§ **Set exercise**
Find each line in the entries below that contains the word "wearing" and copy those lines out.

§ **Supplied records**
'''
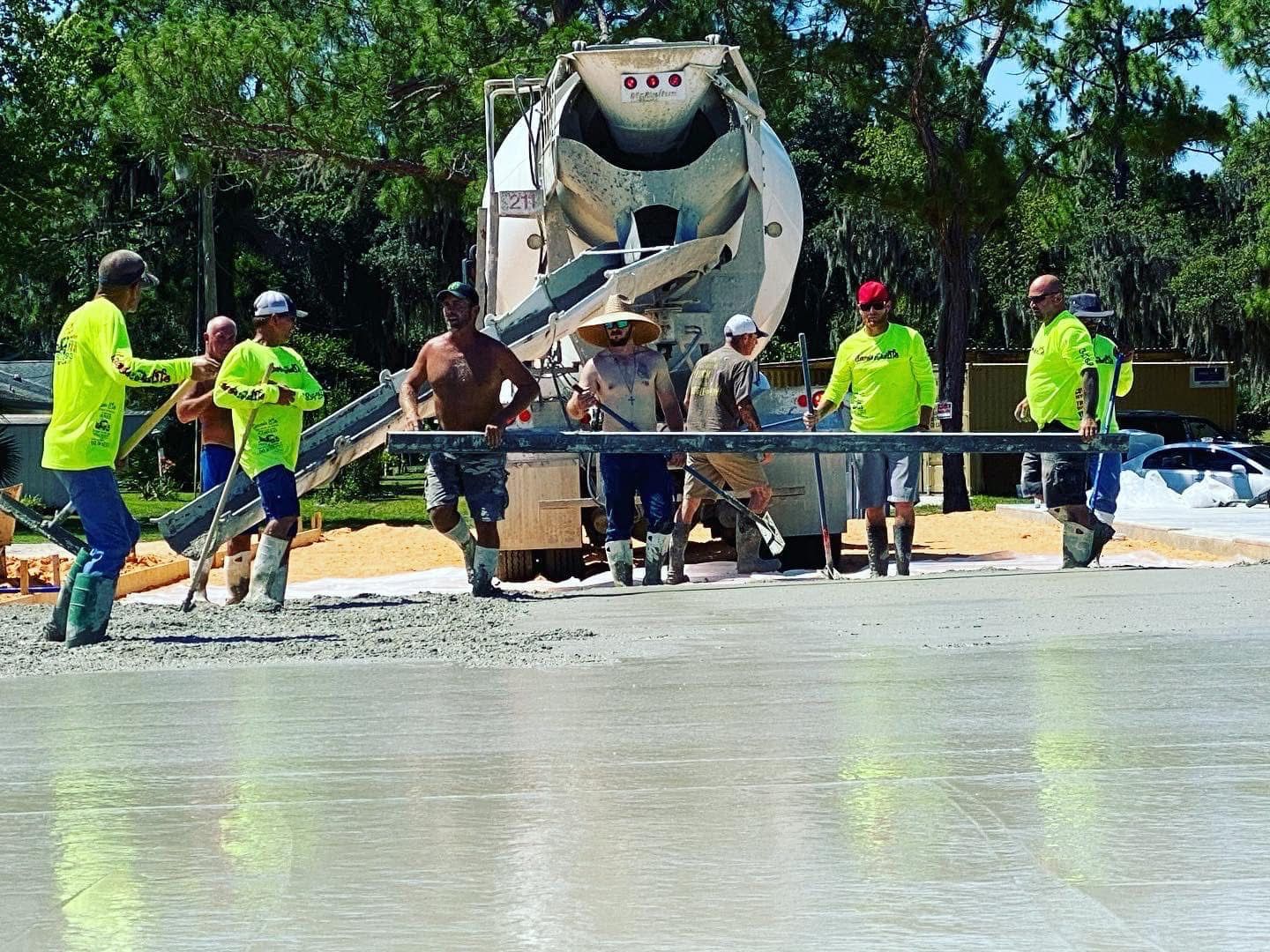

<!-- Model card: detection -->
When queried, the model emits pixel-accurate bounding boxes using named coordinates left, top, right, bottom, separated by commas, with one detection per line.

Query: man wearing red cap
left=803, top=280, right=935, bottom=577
'''
'''
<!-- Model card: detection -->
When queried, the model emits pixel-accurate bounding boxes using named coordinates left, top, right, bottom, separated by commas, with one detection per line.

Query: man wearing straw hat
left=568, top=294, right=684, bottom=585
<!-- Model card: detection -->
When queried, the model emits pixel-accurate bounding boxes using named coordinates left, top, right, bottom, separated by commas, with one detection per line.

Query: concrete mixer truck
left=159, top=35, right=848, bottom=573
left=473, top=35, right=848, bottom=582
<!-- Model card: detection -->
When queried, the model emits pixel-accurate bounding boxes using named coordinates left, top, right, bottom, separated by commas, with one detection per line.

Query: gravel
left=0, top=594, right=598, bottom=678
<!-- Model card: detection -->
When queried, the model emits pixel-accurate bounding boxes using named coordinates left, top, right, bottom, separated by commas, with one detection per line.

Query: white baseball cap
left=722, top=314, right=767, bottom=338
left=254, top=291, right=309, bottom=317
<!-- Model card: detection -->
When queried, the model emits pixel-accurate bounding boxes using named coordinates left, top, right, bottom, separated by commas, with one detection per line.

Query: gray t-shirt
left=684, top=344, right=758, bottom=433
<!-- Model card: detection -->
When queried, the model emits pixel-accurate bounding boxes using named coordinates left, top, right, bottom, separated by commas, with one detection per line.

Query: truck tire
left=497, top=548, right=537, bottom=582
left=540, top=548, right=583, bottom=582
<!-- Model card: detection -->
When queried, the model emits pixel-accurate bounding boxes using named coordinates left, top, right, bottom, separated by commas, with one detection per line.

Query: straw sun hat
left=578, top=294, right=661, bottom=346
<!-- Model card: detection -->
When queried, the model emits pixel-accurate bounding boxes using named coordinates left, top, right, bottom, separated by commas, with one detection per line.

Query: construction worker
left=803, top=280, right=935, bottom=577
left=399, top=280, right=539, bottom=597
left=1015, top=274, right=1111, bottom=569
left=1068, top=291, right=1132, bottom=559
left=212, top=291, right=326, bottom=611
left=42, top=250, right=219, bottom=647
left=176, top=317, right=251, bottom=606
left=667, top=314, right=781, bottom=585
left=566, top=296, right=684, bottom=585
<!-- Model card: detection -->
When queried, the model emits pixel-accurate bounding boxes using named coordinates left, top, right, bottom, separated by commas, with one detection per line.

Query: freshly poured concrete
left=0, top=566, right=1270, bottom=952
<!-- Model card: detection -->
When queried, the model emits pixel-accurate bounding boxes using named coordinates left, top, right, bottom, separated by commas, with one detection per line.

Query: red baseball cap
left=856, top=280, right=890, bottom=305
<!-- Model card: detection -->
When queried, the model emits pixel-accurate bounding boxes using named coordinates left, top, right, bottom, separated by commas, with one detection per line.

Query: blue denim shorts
'''
§ **Reply to the task**
Query: man wearing red cap
Query: man wearing straw hat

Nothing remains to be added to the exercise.